Source data:
☆ ☆ ☆ ☆ ☆ ☆ ☆

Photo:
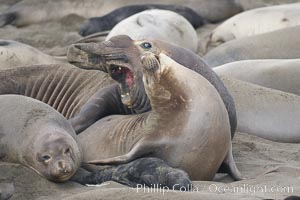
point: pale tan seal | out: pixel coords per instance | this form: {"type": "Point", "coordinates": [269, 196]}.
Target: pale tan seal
{"type": "Point", "coordinates": [279, 74]}
{"type": "Point", "coordinates": [265, 112]}
{"type": "Point", "coordinates": [256, 21]}
{"type": "Point", "coordinates": [160, 25]}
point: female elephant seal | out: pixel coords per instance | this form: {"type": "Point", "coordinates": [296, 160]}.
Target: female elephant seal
{"type": "Point", "coordinates": [35, 135]}
{"type": "Point", "coordinates": [187, 130]}
{"type": "Point", "coordinates": [36, 11]}
{"type": "Point", "coordinates": [108, 21]}
{"type": "Point", "coordinates": [120, 57]}
{"type": "Point", "coordinates": [160, 25]}
{"type": "Point", "coordinates": [258, 47]}
{"type": "Point", "coordinates": [257, 21]}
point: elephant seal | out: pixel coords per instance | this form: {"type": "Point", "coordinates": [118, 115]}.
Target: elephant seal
{"type": "Point", "coordinates": [6, 191]}
{"type": "Point", "coordinates": [148, 172]}
{"type": "Point", "coordinates": [119, 54]}
{"type": "Point", "coordinates": [108, 21]}
{"type": "Point", "coordinates": [36, 11]}
{"type": "Point", "coordinates": [276, 74]}
{"type": "Point", "coordinates": [265, 112]}
{"type": "Point", "coordinates": [158, 24]}
{"type": "Point", "coordinates": [258, 47]}
{"type": "Point", "coordinates": [14, 54]}
{"type": "Point", "coordinates": [182, 128]}
{"type": "Point", "coordinates": [63, 87]}
{"type": "Point", "coordinates": [257, 21]}
{"type": "Point", "coordinates": [120, 57]}
{"type": "Point", "coordinates": [250, 4]}
{"type": "Point", "coordinates": [36, 136]}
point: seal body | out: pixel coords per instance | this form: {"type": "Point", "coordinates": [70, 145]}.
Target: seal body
{"type": "Point", "coordinates": [257, 21]}
{"type": "Point", "coordinates": [63, 87]}
{"type": "Point", "coordinates": [123, 54]}
{"type": "Point", "coordinates": [108, 21]}
{"type": "Point", "coordinates": [279, 74]}
{"type": "Point", "coordinates": [14, 54]}
{"type": "Point", "coordinates": [182, 128]}
{"type": "Point", "coordinates": [258, 47]}
{"type": "Point", "coordinates": [158, 24]}
{"type": "Point", "coordinates": [35, 11]}
{"type": "Point", "coordinates": [250, 4]}
{"type": "Point", "coordinates": [35, 135]}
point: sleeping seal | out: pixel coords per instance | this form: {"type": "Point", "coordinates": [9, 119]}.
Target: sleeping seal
{"type": "Point", "coordinates": [257, 21]}
{"type": "Point", "coordinates": [279, 74]}
{"type": "Point", "coordinates": [263, 46]}
{"type": "Point", "coordinates": [36, 11]}
{"type": "Point", "coordinates": [160, 25]}
{"type": "Point", "coordinates": [187, 130]}
{"type": "Point", "coordinates": [108, 21]}
{"type": "Point", "coordinates": [14, 54]}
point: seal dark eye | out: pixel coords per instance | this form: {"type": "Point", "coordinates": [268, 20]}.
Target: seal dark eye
{"type": "Point", "coordinates": [67, 151]}
{"type": "Point", "coordinates": [46, 157]}
{"type": "Point", "coordinates": [146, 45]}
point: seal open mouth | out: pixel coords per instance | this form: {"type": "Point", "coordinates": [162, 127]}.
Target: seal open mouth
{"type": "Point", "coordinates": [125, 77]}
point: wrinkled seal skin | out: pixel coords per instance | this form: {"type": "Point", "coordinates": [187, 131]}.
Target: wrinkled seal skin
{"type": "Point", "coordinates": [258, 47]}
{"type": "Point", "coordinates": [38, 137]}
{"type": "Point", "coordinates": [15, 54]}
{"type": "Point", "coordinates": [121, 51]}
{"type": "Point", "coordinates": [108, 21]}
{"type": "Point", "coordinates": [63, 87]}
{"type": "Point", "coordinates": [150, 172]}
{"type": "Point", "coordinates": [183, 128]}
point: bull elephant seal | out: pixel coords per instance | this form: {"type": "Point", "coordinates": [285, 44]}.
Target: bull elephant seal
{"type": "Point", "coordinates": [258, 47]}
{"type": "Point", "coordinates": [108, 21]}
{"type": "Point", "coordinates": [36, 11]}
{"type": "Point", "coordinates": [183, 128]}
{"type": "Point", "coordinates": [146, 172]}
{"type": "Point", "coordinates": [35, 135]}
{"type": "Point", "coordinates": [257, 21]}
{"type": "Point", "coordinates": [14, 54]}
{"type": "Point", "coordinates": [158, 24]}
{"type": "Point", "coordinates": [279, 74]}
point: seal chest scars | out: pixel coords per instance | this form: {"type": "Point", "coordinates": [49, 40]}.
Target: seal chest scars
{"type": "Point", "coordinates": [35, 135]}
{"type": "Point", "coordinates": [187, 130]}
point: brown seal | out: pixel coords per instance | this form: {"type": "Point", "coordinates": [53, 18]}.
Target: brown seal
{"type": "Point", "coordinates": [120, 57]}
{"type": "Point", "coordinates": [35, 135]}
{"type": "Point", "coordinates": [187, 130]}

☆ ☆ ☆ ☆ ☆ ☆ ☆

Task to carry out:
Omit the pictures and output all of the other material exactly.

Output below:
Photo:
point: pale tan seal | out: pixel coords per instance | this form: {"type": "Point", "coordinates": [269, 196]}.
Target: pale tan seal
{"type": "Point", "coordinates": [279, 74]}
{"type": "Point", "coordinates": [265, 112]}
{"type": "Point", "coordinates": [256, 21]}
{"type": "Point", "coordinates": [160, 25]}
point: female elephant seal | out: pixel coords per instance | this form: {"type": "Point", "coordinates": [296, 160]}.
Target: female elephant seal
{"type": "Point", "coordinates": [35, 135]}
{"type": "Point", "coordinates": [187, 130]}
{"type": "Point", "coordinates": [36, 11]}
{"type": "Point", "coordinates": [108, 21]}
{"type": "Point", "coordinates": [120, 57]}
{"type": "Point", "coordinates": [160, 25]}
{"type": "Point", "coordinates": [258, 47]}
{"type": "Point", "coordinates": [257, 21]}
point: elephant seal | out: pixel coords per instance | this form: {"type": "Point", "coordinates": [118, 115]}.
Target: elephant seal
{"type": "Point", "coordinates": [6, 191]}
{"type": "Point", "coordinates": [148, 172]}
{"type": "Point", "coordinates": [119, 54]}
{"type": "Point", "coordinates": [108, 21]}
{"type": "Point", "coordinates": [36, 11]}
{"type": "Point", "coordinates": [276, 74]}
{"type": "Point", "coordinates": [265, 112]}
{"type": "Point", "coordinates": [158, 24]}
{"type": "Point", "coordinates": [258, 47]}
{"type": "Point", "coordinates": [14, 54]}
{"type": "Point", "coordinates": [182, 128]}
{"type": "Point", "coordinates": [63, 87]}
{"type": "Point", "coordinates": [257, 21]}
{"type": "Point", "coordinates": [120, 57]}
{"type": "Point", "coordinates": [250, 4]}
{"type": "Point", "coordinates": [36, 136]}
point: seal body | out: pixel coords per instance | this form: {"type": "Point", "coordinates": [70, 145]}.
Target: seal body
{"type": "Point", "coordinates": [257, 21]}
{"type": "Point", "coordinates": [63, 87]}
{"type": "Point", "coordinates": [123, 54]}
{"type": "Point", "coordinates": [108, 21]}
{"type": "Point", "coordinates": [279, 74]}
{"type": "Point", "coordinates": [14, 54]}
{"type": "Point", "coordinates": [182, 128]}
{"type": "Point", "coordinates": [258, 47]}
{"type": "Point", "coordinates": [158, 24]}
{"type": "Point", "coordinates": [35, 11]}
{"type": "Point", "coordinates": [250, 4]}
{"type": "Point", "coordinates": [35, 135]}
point: sleeping seal | out: pixel coords per instance | this form: {"type": "Point", "coordinates": [9, 119]}.
Target: sleeping seal
{"type": "Point", "coordinates": [257, 21]}
{"type": "Point", "coordinates": [279, 74]}
{"type": "Point", "coordinates": [263, 46]}
{"type": "Point", "coordinates": [36, 11]}
{"type": "Point", "coordinates": [160, 25]}
{"type": "Point", "coordinates": [187, 130]}
{"type": "Point", "coordinates": [108, 21]}
{"type": "Point", "coordinates": [14, 54]}
point: seal dark eye | out: pixel coords per instance | this form: {"type": "Point", "coordinates": [268, 20]}.
Target: seal dark eye
{"type": "Point", "coordinates": [67, 151]}
{"type": "Point", "coordinates": [46, 157]}
{"type": "Point", "coordinates": [146, 45]}
point: seal open mouth | out: pixel coords per instance | this form: {"type": "Point", "coordinates": [162, 127]}.
Target: seal open mouth
{"type": "Point", "coordinates": [125, 77]}
point: wrinkled seal skin | out: pixel coords per instance | this form: {"type": "Point", "coordinates": [187, 131]}.
Target: wrinkled seal skin
{"type": "Point", "coordinates": [258, 47]}
{"type": "Point", "coordinates": [38, 137]}
{"type": "Point", "coordinates": [15, 54]}
{"type": "Point", "coordinates": [121, 51]}
{"type": "Point", "coordinates": [108, 21]}
{"type": "Point", "coordinates": [63, 87]}
{"type": "Point", "coordinates": [150, 172]}
{"type": "Point", "coordinates": [183, 128]}
point: bull elephant seal | out: pixel coords per instance | this form: {"type": "Point", "coordinates": [285, 44]}.
Target: bull elephant seal
{"type": "Point", "coordinates": [258, 47]}
{"type": "Point", "coordinates": [108, 21]}
{"type": "Point", "coordinates": [36, 11]}
{"type": "Point", "coordinates": [183, 128]}
{"type": "Point", "coordinates": [146, 172]}
{"type": "Point", "coordinates": [35, 135]}
{"type": "Point", "coordinates": [257, 21]}
{"type": "Point", "coordinates": [14, 54]}
{"type": "Point", "coordinates": [158, 24]}
{"type": "Point", "coordinates": [279, 74]}
point: seal chest scars | out: pixel coords per instance | this form: {"type": "Point", "coordinates": [49, 40]}.
Target: seal chest scars
{"type": "Point", "coordinates": [35, 135]}
{"type": "Point", "coordinates": [187, 130]}
point: brown seal | out: pixel coords per instance | this form: {"type": "Point", "coordinates": [53, 18]}.
Target: brown seal
{"type": "Point", "coordinates": [120, 57]}
{"type": "Point", "coordinates": [35, 135]}
{"type": "Point", "coordinates": [187, 130]}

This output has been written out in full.